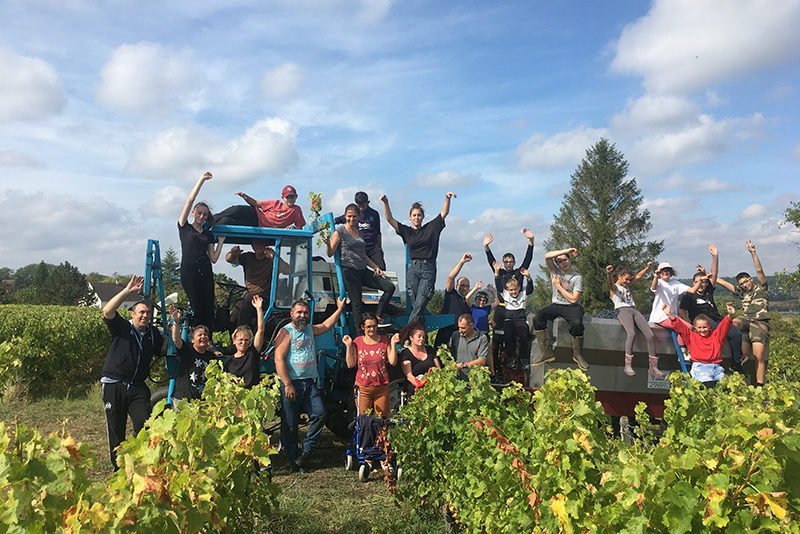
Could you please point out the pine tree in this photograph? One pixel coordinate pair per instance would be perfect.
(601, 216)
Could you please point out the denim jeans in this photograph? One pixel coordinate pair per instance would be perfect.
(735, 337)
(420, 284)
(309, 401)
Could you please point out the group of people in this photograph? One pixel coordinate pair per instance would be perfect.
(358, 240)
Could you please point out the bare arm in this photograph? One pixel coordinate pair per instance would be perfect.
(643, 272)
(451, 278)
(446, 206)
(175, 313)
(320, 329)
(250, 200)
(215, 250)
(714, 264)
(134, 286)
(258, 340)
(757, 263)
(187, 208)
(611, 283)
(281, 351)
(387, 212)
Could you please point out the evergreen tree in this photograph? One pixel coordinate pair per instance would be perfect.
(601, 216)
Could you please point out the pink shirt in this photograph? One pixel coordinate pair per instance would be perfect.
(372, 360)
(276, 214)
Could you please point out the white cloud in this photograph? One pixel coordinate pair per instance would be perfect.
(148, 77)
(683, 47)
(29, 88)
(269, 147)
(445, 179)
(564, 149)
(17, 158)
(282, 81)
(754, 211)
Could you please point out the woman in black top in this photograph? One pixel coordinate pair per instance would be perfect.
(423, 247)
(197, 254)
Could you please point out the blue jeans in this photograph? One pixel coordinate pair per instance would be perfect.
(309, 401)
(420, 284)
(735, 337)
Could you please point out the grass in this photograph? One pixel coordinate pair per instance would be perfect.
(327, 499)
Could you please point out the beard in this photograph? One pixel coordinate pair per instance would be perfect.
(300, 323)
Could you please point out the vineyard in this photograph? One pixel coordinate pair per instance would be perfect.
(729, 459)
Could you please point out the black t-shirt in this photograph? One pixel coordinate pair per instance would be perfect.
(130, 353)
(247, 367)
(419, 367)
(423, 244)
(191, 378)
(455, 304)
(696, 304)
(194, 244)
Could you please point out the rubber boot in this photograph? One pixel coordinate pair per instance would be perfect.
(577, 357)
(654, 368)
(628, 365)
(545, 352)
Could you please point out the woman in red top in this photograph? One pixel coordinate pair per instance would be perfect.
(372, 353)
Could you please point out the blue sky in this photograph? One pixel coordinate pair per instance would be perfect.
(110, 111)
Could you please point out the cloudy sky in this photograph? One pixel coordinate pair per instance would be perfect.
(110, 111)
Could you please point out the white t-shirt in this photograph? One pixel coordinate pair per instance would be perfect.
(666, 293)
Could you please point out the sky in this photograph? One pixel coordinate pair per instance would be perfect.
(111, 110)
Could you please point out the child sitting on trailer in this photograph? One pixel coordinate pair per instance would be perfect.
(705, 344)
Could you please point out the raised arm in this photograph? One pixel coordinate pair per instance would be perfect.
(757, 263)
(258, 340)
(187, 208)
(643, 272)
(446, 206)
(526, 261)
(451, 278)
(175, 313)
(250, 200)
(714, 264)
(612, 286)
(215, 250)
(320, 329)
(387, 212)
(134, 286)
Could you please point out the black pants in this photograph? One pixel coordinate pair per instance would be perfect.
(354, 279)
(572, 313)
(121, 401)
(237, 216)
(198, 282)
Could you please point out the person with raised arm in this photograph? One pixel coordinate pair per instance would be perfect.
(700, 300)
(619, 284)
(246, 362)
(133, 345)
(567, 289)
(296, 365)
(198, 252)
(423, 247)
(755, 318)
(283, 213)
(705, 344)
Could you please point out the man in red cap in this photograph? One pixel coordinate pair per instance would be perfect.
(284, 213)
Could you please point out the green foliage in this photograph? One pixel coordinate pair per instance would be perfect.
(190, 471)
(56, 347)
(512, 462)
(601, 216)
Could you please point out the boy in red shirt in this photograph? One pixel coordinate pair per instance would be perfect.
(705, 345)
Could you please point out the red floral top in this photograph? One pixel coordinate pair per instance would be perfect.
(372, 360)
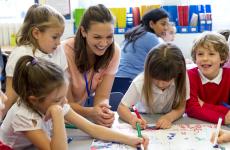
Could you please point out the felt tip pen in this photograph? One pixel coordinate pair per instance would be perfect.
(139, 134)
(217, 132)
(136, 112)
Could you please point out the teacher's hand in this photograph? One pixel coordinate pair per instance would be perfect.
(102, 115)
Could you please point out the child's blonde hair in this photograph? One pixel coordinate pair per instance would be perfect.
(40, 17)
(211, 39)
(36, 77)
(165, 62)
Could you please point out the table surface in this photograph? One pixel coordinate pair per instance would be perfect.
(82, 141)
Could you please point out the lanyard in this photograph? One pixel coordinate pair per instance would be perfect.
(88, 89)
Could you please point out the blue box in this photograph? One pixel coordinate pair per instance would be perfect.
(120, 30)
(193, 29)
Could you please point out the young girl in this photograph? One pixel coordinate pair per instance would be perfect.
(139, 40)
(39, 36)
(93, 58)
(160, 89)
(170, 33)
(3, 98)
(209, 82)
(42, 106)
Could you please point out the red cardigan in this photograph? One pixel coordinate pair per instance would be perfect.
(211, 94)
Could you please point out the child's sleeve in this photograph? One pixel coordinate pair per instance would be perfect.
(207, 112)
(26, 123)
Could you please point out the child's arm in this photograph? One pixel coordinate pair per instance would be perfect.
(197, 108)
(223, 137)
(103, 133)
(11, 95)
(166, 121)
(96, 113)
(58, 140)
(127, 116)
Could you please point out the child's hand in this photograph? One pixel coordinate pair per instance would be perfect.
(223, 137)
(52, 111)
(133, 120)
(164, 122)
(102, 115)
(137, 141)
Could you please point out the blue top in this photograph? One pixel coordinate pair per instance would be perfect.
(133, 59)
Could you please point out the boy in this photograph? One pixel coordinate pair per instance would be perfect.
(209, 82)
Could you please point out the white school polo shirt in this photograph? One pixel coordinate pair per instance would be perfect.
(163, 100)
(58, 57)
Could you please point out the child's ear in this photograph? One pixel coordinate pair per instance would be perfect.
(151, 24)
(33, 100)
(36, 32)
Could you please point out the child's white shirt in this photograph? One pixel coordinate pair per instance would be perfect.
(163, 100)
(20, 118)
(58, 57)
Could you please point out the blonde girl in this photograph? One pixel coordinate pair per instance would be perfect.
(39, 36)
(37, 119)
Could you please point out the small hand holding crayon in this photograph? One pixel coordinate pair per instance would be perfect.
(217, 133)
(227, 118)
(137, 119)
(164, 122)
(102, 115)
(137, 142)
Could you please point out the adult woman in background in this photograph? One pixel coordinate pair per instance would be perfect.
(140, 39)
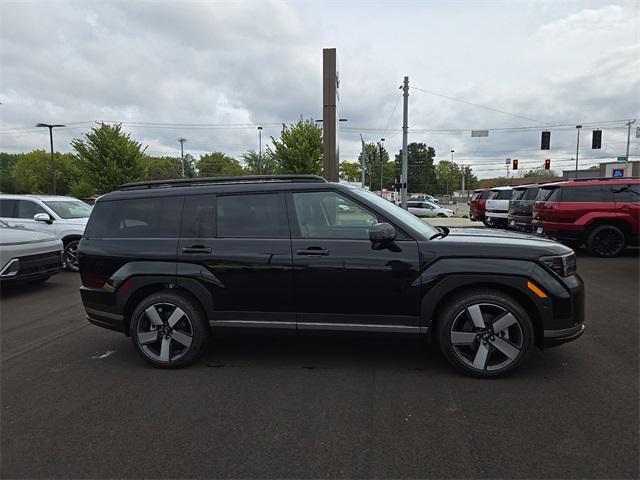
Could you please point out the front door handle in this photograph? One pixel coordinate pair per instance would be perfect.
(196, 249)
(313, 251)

------------------------------

What to work on
Print out the material word for word, omitting the pictures.

Exercise result
Could you please point out the pine tree in this photograph? One pixel coordinate pair per instance would be perfect.
(601, 216)
Could you please point out the denim jeans in this photograph? One pixel coordinate pair per instance would be perfect.
(735, 337)
(420, 284)
(309, 401)
Could you please point out the group of people in this photograph? One pixel coordinate pair per instance would be perfect.
(358, 240)
Could you please point out the bare arm in this photograph? One pixel coordinate pair per instance would be perfect.
(643, 272)
(451, 278)
(446, 206)
(175, 313)
(320, 329)
(250, 200)
(215, 250)
(714, 264)
(134, 286)
(258, 340)
(757, 263)
(187, 208)
(611, 283)
(281, 351)
(387, 212)
Could you please point out the evergreen tree in this photograph? One pixel coordinate pair per instance would be perfect.
(601, 216)
Could you please point out the pink shirt in this photograph? One pixel coordinate pair per instance would be perfect.
(372, 360)
(276, 214)
Could you please point out the white cloud in this photograph? One pixel coordinate pair per instance would be perfect.
(148, 77)
(683, 47)
(29, 88)
(269, 147)
(445, 179)
(564, 149)
(17, 158)
(282, 81)
(754, 211)
Could you please point out the woman in black top in this photograph? One pixel coordinate pair per instance would be perfect.
(423, 247)
(197, 254)
Could you please point out the blue jeans in this photograph? One pixel coordinate pair per instance would be perfect.
(309, 401)
(420, 284)
(735, 337)
Could you please point out the grass in this photograph? One pixel coordinate pair per instance would be perfect.
(327, 499)
Could you please point out the beard in this photograph? One pixel coordinate pair per instance would be perfect.
(300, 323)
Could you please point out the vineyard in this photograph? One pixel coordinate pair per instance would be perfect.
(729, 459)
Could you please point out the black t-shirt in this photograph? One pixel coordinate pair per instance would be perfect.
(130, 353)
(247, 367)
(419, 367)
(423, 244)
(191, 378)
(455, 304)
(696, 304)
(194, 244)
Could you please point out the rubber boot in this photograph? One pixel coordinate pair per instance would be perfect.
(577, 357)
(654, 368)
(628, 365)
(545, 352)
Could you please point out the woman in red top in this photograph? One pixel coordinate pair per instance would be perfect.
(372, 353)
Could you please point out the blue sky in this photograph? One pixel coordinate pair per instance would be perfect.
(110, 111)
Could you please point out the cloudy sky in this photograph? One pixel coordinate pair per instance would be perfect.
(110, 111)
Could you please point out the white t-shirt in this photograph? One pixel coordinate pair per instance would be perfect.
(666, 293)
Could you please point out the sky in this photograph? One pixel coordinate pair per instance would be perfect.
(111, 110)
Could you please point out the child sitting on trailer in this photograph? One pixel coordinate pair per instance would be perfect.
(705, 344)
Could you please point out the raised arm in this photograph? One pixel coordinate pair per instance would be perfect.
(757, 263)
(258, 340)
(187, 208)
(643, 272)
(446, 206)
(526, 261)
(451, 278)
(175, 313)
(250, 200)
(714, 264)
(612, 286)
(215, 250)
(320, 329)
(387, 212)
(134, 286)
Could you please point out the black pants in this photograph? One pixel coordinate pair per instance would be perfect.
(354, 279)
(572, 313)
(121, 401)
(237, 216)
(198, 282)
Could you please point out the person with raised arm in this photograph? One pixel coordinate pair per instance would be perfect.
(700, 300)
(619, 284)
(246, 362)
(133, 345)
(567, 289)
(296, 365)
(198, 252)
(423, 247)
(755, 318)
(283, 213)
(705, 344)
Could you please point out the man in red cap in this photograph? One pixel coordinate pair per instance would be perfect.
(284, 213)
Could you please point out the green foliage in this photograph? One pixel coordinate pair per instance would be perfect.
(190, 471)
(56, 347)
(512, 462)
(601, 216)
Could you please point out the boy in red shirt in this photograph? One pixel coordinate pair per instance would be perfect.
(705, 345)
Could you please point out the red floral top in this photograph? One pixel coordinate pair per instance would be perfect.
(372, 360)
Could you please point out the felt tip pen in this photograph? One pixel coordinate pair per instance would be perfect.
(139, 134)
(217, 132)
(136, 112)
Could you please point out the teacher's hand in this photograph? One pixel coordinate pair per instance would be perfect.
(102, 115)
Could you please point out the child's blonde hair in this photograph? One pixel coordinate pair per instance would be perfect.
(40, 17)
(211, 39)
(36, 77)
(165, 62)
Could you please point out the table surface in this photograph? One pixel coordinate pair per instance would be perfect.
(82, 141)
Could you please point out the lanyard in this photograph? One pixel coordinate pair per instance would be perfect.
(88, 89)
Could you please point out the blue box in this photograph? One pixel coordinate pair per instance would be perfect.
(120, 30)
(193, 29)
Could you please point out the young girl in this photograph? One pixel coordinate pair per instance would be perfect.
(139, 40)
(39, 36)
(93, 58)
(160, 89)
(170, 33)
(3, 98)
(209, 82)
(42, 106)
Could you please point out the red cardigan in this photograph? One pixel coordinate pair per instance would be perfect.
(211, 94)
Could you please point out the child's sleeve in this photograph? One pixel coordinate pair per instance would be perfect.
(207, 112)
(26, 123)
Could you please point out the child's arm in this photograph? One pixel coordinate pair per instance would be perfect.
(197, 108)
(223, 137)
(103, 133)
(11, 95)
(166, 121)
(96, 113)
(58, 140)
(127, 116)
Could you please point out the child's hand in this photograph? One pixel coordinate pair per instance would be perfect.
(223, 137)
(52, 111)
(133, 120)
(164, 122)
(102, 115)
(137, 141)
Could you please point out the blue top in this photograph? One pixel coordinate pair per instance would be perfect.
(133, 59)
Could you please point out the boy in this photograph? One pixel coordinate pair per instance would be perfect.
(209, 82)
Could you please point out the white school polo shirt in this photograph? One pixel coordinate pair per instance would be perfect.
(163, 100)
(58, 57)
Could you please point out the child's ear in this photograph? One pixel coordinate pair per instance would be perfect.
(151, 24)
(33, 100)
(36, 32)
Could you please point out the child's white shirt in this photograph? One pixel coordinate pair per instance would be perfect.
(163, 100)
(20, 118)
(58, 57)
Could you please point out the blonde girl in this photograph? One pixel coordinate pair per instance would be perfect.
(39, 36)
(37, 119)
Could you please point out the small hand holding crayon in this photograph? One pixel coordinate pair per instance would be perfect.
(217, 133)
(227, 118)
(137, 119)
(164, 122)
(102, 115)
(137, 142)
Could you please point out the adult woman in background in this photograph? One pixel coordinate pair per instance would be perfect.
(140, 39)
Could you please point out the front door handle in this photograph? One pixel coordinate pair per instance would be perfect.
(196, 249)
(313, 251)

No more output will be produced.